Job: Copy the rows below from the first one through the line containing "[0,130,429,240]", both lines included. Multiply each bounding box coordinate in the answers by 1.05 and round to whole numbers, rounding halves up, and keep the requests and all other text unchanged.

Source data start

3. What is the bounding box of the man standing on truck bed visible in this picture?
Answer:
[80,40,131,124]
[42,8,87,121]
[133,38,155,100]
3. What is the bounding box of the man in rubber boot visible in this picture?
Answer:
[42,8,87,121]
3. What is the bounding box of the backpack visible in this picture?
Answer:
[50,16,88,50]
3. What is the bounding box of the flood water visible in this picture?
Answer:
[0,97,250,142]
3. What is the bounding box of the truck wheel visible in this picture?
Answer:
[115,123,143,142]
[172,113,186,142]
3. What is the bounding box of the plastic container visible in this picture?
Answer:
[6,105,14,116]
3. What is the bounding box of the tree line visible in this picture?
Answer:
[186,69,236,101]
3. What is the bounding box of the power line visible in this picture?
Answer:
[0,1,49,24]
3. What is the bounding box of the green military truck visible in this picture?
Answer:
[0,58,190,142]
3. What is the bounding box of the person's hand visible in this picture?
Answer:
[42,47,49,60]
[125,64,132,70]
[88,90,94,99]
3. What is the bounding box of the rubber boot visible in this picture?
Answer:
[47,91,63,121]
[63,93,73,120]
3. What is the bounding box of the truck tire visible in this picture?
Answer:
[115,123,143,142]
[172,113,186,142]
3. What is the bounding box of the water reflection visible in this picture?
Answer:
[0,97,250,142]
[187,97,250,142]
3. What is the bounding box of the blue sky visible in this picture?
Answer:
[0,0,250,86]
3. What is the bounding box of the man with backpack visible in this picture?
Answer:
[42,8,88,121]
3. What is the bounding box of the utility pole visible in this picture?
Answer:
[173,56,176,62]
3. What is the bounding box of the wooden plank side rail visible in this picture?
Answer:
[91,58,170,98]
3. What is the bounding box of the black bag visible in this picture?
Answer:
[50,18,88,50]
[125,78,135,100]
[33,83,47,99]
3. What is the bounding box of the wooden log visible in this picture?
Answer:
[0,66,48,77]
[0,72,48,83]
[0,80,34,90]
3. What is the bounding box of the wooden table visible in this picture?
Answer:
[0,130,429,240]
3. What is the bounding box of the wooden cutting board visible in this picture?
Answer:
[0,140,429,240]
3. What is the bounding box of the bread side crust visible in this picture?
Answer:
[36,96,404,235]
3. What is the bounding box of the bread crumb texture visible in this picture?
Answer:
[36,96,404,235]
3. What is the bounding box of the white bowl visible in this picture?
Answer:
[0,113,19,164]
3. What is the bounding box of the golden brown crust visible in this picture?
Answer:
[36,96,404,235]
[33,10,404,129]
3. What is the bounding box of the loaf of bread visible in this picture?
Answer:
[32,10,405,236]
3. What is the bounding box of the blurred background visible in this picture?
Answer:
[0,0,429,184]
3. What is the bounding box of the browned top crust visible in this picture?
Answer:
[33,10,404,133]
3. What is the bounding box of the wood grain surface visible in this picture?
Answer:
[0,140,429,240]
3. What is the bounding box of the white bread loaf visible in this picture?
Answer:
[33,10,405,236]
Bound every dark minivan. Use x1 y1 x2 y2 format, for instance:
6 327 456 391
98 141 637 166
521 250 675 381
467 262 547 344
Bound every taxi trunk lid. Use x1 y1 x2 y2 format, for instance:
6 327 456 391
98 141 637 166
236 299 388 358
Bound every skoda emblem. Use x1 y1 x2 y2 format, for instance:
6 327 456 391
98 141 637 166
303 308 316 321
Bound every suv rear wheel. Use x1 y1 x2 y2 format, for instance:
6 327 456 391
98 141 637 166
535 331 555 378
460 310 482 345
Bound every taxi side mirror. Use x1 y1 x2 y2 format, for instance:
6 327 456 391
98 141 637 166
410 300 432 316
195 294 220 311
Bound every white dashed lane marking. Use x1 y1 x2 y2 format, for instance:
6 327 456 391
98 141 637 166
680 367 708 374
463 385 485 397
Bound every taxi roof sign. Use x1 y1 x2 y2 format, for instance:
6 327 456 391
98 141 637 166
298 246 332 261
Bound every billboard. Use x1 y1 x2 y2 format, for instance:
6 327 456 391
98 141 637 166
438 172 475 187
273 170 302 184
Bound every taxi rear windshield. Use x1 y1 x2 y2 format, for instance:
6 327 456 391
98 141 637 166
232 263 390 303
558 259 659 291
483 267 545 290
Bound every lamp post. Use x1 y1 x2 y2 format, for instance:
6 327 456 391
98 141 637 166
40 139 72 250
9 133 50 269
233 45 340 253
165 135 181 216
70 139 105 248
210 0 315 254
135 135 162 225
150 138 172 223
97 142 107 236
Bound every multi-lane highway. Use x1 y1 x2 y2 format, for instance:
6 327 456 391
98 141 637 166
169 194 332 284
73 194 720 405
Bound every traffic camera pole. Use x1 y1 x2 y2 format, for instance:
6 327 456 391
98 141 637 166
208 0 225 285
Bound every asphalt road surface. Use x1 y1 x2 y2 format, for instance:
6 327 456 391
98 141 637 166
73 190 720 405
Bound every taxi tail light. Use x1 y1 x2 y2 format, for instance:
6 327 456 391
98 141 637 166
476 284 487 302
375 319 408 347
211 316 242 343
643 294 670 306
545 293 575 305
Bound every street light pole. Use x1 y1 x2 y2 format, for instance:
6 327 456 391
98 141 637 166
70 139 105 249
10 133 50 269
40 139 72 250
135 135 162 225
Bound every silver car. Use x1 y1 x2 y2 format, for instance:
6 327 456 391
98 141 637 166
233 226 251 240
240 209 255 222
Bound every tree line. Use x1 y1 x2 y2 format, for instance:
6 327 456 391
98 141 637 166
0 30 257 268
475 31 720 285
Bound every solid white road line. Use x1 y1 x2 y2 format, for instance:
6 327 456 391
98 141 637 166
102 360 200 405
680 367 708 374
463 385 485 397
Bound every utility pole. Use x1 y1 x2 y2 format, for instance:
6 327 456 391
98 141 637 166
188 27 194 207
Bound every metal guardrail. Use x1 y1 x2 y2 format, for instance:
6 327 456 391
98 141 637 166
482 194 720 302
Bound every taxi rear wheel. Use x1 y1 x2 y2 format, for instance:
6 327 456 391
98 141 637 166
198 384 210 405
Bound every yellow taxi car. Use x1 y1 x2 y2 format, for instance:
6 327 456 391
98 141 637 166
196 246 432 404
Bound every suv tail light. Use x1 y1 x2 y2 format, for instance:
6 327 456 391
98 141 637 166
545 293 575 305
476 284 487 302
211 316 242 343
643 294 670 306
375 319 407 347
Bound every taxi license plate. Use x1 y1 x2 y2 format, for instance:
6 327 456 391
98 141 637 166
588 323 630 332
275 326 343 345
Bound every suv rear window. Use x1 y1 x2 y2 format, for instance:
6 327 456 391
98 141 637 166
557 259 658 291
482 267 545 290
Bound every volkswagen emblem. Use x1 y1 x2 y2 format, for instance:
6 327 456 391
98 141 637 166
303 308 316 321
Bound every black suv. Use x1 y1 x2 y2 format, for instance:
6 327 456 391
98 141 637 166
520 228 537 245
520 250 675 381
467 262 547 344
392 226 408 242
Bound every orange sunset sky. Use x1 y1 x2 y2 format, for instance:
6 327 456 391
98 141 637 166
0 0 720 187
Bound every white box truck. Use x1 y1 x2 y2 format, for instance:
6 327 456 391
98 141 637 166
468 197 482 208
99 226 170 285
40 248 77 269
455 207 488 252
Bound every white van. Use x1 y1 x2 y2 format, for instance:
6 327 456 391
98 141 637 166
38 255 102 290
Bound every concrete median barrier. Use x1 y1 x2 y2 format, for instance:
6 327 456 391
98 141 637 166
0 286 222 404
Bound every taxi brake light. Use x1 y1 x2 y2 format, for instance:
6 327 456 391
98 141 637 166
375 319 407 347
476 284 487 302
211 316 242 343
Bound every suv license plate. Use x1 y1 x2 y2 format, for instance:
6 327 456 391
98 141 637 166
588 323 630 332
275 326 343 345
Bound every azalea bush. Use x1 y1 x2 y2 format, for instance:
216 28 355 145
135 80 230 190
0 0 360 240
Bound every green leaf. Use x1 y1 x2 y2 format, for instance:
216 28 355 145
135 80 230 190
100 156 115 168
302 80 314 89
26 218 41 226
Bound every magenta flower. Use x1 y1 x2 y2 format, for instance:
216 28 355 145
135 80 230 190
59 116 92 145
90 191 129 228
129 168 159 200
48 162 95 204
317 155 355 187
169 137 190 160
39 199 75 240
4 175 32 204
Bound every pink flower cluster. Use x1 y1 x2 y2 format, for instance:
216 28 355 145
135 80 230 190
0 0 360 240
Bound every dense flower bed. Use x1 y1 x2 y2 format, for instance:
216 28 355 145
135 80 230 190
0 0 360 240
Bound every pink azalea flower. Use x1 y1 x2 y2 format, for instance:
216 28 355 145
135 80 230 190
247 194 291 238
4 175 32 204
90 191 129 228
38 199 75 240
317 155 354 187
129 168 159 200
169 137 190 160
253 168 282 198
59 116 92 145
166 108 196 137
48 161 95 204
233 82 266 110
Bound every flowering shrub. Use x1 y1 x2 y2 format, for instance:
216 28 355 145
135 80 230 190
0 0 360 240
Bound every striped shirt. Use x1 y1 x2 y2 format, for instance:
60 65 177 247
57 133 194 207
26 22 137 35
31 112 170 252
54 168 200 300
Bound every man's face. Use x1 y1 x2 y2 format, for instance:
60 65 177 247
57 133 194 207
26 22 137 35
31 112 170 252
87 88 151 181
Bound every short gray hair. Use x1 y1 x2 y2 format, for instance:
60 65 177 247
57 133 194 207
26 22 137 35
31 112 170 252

Source data end

Exercise result:
3. What is the bounding box of the man standing on truck bed visible in this picture?
Answer:
[84,42,138,130]
[44,8,91,127]
[140,40,163,105]
3. What is the bounding box of the man in rubber boot visible in this picture?
Answer:
[44,8,91,127]
3. What is the bounding box of the backpack visible in this picture?
Answer:
[53,17,92,53]
3. What is the bounding box of the flood water visible in this picture?
Answer:
[0,102,263,149]
3. What is the bounding box of the truck wheel visible in this picture?
Answer:
[121,129,150,149]
[181,119,195,149]
3. What is the bounding box of the plastic container visible in this picture?
Answer:
[6,110,15,122]
3. What is the bounding box of the tree line visible in this picture?
Answer:
[195,72,248,106]
3. What is the bounding box of the power line visible in this picture?
Answer:
[0,1,51,25]
3. What is the bounding box of the green military truck visible in this picture?
Answer:
[0,61,200,149]
3. What is the bounding box of the person's hand visible in this picture?
Answer:
[44,49,51,63]
[131,67,139,74]
[92,95,99,104]
3. What is the bounding box of the rubber boot visible in this picture?
Answer:
[49,96,66,127]
[66,98,77,126]
3. What is the bounding box of the truck tire visible in this picture?
Answer:
[121,129,150,149]
[181,119,195,149]
3. What is the bounding box of the water reflection visible in this picture?
Answer:
[0,102,263,149]
[196,102,263,149]
3. What is the bounding box of the blue sky visible in this picture?
Answer:
[0,0,263,90]
3. What is the bounding box of the man with backpack visible in this picture?
Answer:
[44,8,92,127]
3. What is the bounding box of the utility pole visible in this picture?
Answer:
[182,59,185,65]
3. What is the bounding box of the wooden plank side rail visible in this picture?
Answer:
[96,61,179,103]
3. What is the bounding box of the black bag visible in this picture?
Answer:
[53,19,92,53]
[131,82,142,105]
[35,87,49,104]
3. What is the bounding box of the wooden log visible in this picture?
Answer:
[0,69,50,81]
[0,76,50,87]
[0,84,36,95]
3. What is the bounding box of the wooden table visible in this picture?
Answer:
[0,137,450,252]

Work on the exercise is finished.